- **Given task A**: Can you reproduce the part of the records that opens with the line containing "target: **light bulb**" and closes at the end of the records, replacing "light bulb" with "lamp" and changing nothing else?

- **Extract to read**:
━━━━━━

SEA CIRCLE CIRCUMSCRIBED BY LIGHT

Huge propellers of light turn at night in pitch darkness surrounded by an infinite sea and bathe, with their tentacles of light beams, the sleepy boats that wearily travel to their harbours and anchorages. On the stone towers, night watchmen control the light, cherish the miraculous mechanisms turning at night, and they gaze awake at the immenseness around and within themselves. Under the foundations of the hovering towers, the raging sea roars, the winds yell, the waves explode into bubbles jetting all the way to the lantern room top. It seems as if the propeller of light, turning around under the stars will pull out the very tower from its foundations. This house of light was built solidly so as to endure all the force of the elements, which it has to resist for centuries. Like a huge pulled out stone helicopter, it seems as if it will fly somewhere off the hilltop on a desert island immersed into the boiling sea that bites at it, destroys it, and crushes it. It seems as if its huge propeller of light will lift it up among the stars, where it will become one star among the many stars in the heavens.

━━━━━━

- **Material to process**:
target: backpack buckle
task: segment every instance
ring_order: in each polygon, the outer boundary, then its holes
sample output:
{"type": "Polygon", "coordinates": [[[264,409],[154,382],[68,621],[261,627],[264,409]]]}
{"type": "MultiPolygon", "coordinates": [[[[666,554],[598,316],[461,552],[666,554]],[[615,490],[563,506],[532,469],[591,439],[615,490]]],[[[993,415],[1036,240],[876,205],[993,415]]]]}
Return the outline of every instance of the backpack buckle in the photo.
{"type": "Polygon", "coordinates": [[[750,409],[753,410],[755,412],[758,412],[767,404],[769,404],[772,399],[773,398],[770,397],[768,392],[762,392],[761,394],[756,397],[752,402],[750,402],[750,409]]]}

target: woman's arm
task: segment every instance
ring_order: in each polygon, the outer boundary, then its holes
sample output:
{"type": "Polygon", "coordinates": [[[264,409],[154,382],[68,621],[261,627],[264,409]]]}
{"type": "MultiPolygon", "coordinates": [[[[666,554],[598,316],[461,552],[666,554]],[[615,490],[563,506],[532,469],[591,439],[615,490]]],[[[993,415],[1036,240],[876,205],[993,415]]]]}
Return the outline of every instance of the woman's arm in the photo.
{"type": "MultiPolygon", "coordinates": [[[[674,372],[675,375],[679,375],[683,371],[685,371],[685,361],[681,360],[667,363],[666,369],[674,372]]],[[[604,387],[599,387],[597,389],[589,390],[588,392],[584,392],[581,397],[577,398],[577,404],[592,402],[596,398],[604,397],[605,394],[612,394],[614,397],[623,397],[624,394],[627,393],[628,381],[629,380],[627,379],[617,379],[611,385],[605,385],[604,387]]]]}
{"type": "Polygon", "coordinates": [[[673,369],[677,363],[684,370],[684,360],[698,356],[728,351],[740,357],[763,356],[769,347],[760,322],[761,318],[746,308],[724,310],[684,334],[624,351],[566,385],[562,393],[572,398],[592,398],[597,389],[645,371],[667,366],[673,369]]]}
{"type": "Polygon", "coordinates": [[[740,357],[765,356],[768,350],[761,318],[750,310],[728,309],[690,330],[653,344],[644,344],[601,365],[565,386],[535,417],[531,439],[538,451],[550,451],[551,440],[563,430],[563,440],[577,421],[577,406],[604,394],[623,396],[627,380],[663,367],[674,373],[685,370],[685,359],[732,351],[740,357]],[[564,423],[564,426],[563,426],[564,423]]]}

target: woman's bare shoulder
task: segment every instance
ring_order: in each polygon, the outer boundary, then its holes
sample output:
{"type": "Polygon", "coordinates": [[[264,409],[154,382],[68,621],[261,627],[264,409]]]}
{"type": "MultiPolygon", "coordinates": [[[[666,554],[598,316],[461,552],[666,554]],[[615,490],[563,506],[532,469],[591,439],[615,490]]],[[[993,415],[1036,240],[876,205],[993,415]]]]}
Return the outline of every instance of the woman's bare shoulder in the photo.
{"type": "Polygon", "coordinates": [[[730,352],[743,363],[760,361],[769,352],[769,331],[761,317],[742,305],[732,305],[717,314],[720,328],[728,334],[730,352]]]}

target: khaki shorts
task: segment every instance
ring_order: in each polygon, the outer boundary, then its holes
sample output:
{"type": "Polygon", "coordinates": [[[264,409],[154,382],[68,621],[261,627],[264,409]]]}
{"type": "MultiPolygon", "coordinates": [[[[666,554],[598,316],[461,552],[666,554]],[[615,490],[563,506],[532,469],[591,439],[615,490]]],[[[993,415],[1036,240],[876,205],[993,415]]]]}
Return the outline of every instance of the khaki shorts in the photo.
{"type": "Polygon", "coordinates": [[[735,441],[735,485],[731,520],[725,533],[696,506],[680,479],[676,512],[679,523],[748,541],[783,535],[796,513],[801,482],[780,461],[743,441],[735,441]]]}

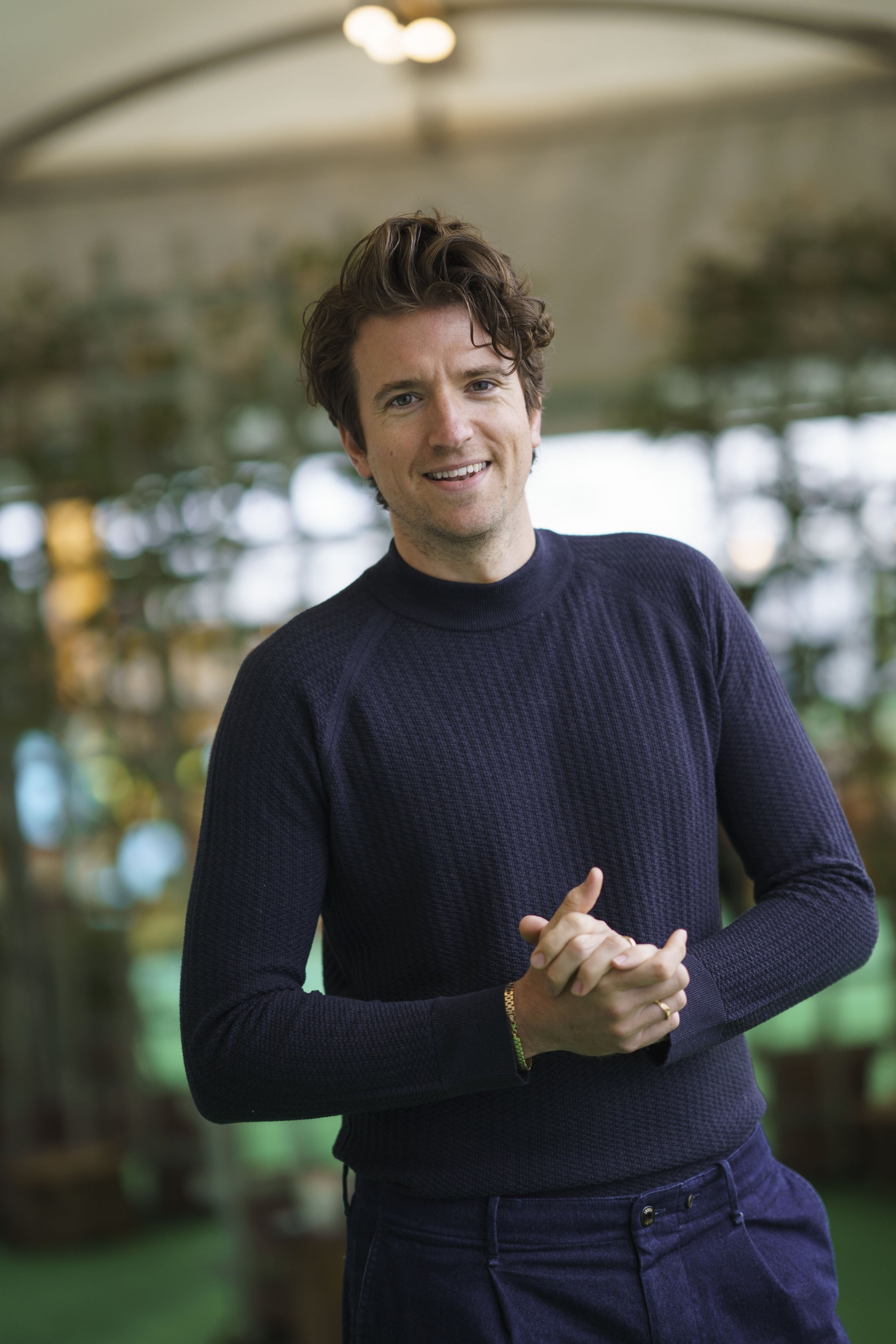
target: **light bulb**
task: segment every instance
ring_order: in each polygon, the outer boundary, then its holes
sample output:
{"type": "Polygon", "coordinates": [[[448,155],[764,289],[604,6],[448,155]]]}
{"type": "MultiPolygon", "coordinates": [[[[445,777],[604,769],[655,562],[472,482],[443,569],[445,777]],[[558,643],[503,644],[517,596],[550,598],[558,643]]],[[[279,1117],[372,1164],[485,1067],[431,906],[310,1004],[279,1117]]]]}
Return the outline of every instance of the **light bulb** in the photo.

━━━━━━

- **Given task B**: Would you quote the entire passage about the towers of light, word for word?

- **Expected output A**:
target: **lamp**
task: segment every instance
ring_order: in each polygon, the outer boundary, then its holes
sample output:
{"type": "Polygon", "coordinates": [[[448,155],[764,289],[604,6],[448,155]]]}
{"type": "MultiPolygon", "coordinates": [[[[445,777],[604,769],[655,562],[472,482],[443,569],[445,777]],[[558,643],[503,644],[517,596],[550,598],[558,643]]],[[[279,1117],[372,1164],[485,1067],[431,906],[310,1004],[279,1117]]]]}
Return the outline of every instance of the **lamp** in the photo.

- **Expected output B**:
SEA CIRCLE CIRCUMSCRIBED BY LIGHT

Huge propellers of light turn at night in pitch darkness surrounded by an infinite sea and bathe, with their tentacles of light beams, the sleepy boats that wearily travel to their harbours and anchorages. On the stone towers, night watchmen control the light, cherish the miraculous mechanisms turning at night, and they gaze awake at the immenseness around and within themselves. Under the foundations of the hovering towers, the raging sea roars, the winds yell, the waves explode into bubbles jetting all the way to the lantern room top. It seems as if the propeller of light, turning around under the stars will pull out the very tower from its foundations. This house of light was built solidly so as to endure all the force of the elements, which it has to resist for centuries. Like a huge pulled out stone helicopter, it seems as if it will fly somewhere off the hilltop on a desert island immersed into the boiling sea that bites at it, destroys it, and crushes it. It seems as if its huge propeller of light will lift it up among the stars, where it will become one star among the many stars in the heavens.